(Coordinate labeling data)
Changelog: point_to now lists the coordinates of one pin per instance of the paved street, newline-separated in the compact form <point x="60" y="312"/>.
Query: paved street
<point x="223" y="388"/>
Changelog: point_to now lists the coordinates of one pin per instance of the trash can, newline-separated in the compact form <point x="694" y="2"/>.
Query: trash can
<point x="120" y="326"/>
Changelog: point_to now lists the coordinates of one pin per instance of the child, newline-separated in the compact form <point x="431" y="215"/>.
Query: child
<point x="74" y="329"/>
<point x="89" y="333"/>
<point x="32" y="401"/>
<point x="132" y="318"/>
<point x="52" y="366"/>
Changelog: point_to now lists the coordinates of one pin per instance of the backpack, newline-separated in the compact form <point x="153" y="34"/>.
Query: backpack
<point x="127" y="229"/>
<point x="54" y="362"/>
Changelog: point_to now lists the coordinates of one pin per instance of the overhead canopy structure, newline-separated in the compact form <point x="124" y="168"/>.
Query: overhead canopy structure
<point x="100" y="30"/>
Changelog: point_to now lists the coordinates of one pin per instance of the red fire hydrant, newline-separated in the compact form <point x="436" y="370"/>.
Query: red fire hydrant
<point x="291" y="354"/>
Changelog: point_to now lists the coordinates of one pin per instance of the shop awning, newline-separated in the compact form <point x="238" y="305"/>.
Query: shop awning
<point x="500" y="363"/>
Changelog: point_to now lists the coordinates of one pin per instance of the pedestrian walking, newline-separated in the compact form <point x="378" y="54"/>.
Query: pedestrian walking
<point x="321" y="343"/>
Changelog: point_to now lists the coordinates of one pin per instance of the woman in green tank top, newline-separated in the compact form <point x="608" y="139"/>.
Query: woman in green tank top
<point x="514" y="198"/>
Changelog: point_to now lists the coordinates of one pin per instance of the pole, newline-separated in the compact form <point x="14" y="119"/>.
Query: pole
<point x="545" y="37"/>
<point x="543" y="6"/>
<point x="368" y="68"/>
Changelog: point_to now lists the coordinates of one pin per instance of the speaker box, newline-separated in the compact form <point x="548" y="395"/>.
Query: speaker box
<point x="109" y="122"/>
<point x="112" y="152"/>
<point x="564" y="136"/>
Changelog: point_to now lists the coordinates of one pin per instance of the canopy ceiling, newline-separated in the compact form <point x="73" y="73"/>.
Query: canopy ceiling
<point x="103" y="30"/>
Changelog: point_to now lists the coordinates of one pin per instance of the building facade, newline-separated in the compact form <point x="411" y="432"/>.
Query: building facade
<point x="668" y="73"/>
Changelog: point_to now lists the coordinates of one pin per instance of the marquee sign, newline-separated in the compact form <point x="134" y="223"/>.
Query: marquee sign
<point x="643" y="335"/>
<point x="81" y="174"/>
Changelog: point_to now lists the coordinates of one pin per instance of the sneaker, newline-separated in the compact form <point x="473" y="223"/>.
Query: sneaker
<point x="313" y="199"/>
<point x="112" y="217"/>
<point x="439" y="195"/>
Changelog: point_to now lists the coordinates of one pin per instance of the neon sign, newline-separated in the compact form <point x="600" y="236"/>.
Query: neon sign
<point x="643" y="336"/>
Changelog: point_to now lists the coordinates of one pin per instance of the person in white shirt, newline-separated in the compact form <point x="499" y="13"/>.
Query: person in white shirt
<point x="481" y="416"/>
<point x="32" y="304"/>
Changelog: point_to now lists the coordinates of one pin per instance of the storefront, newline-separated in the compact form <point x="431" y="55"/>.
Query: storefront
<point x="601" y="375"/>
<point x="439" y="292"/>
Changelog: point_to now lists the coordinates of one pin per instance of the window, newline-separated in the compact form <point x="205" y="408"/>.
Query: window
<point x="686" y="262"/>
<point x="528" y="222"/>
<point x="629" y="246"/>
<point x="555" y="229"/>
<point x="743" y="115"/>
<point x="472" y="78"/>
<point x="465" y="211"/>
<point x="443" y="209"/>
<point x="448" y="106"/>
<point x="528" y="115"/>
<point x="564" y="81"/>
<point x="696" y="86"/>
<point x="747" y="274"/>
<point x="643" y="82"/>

*WHAT YOU HAVE TO DO*.
Starting at the line containing "of the marquee" and ending at the last line of the records, rewrite every line, requests included, scaling each answer coordinate by 2.2 and rounding to the nearest whole number, with halves rounded up. Leave the sample coordinates inside the requests unchanged.

*RESPONSE FOR THIS EXERCISE*.
Changelog: point_to now lists the coordinates of one pin per instance of the marquee sign, newline-separated in the compact form <point x="134" y="223"/>.
Query: marquee sign
<point x="1415" y="737"/>
<point x="178" y="383"/>
Changelog: point_to now lists the coordinates of one pin per instance of the sneaker, newline-separated in the compact form <point x="473" y="223"/>.
Query: sneaker
<point x="689" y="438"/>
<point x="246" y="477"/>
<point x="966" y="429"/>
Changelog: point_to now lists the coordinates of one pin per instance of the neon sign, newline-separated in the compact form <point x="600" y="236"/>.
Query: neon sign
<point x="1415" y="739"/>
Changelog: point_to now lists the coordinates of one pin per instance of the person in white shirt, newline-separated in the compact form <point x="499" y="13"/>.
Query: person in white shirt
<point x="1058" y="915"/>
<point x="70" y="669"/>
Changelog: point_to now lists the coordinates of one pin per instance of the storefront, newline-separated in the compact form <point x="431" y="55"/>.
Query: storefront
<point x="1322" y="825"/>
<point x="966" y="642"/>
Changelog: point_to now lists the coordinates of one pin per instance of the window, newline-separated in the compact form <point x="205" y="408"/>.
Query: window
<point x="1509" y="576"/>
<point x="1162" y="488"/>
<point x="1384" y="541"/>
<point x="1221" y="504"/>
<point x="1635" y="253"/>
<point x="1038" y="172"/>
<point x="1023" y="464"/>
<point x="975" y="460"/>
<point x="986" y="233"/>
<point x="1162" y="253"/>
<point x="1241" y="178"/>
<point x="1531" y="189"/>
<point x="1643" y="603"/>
<point x="1415" y="180"/>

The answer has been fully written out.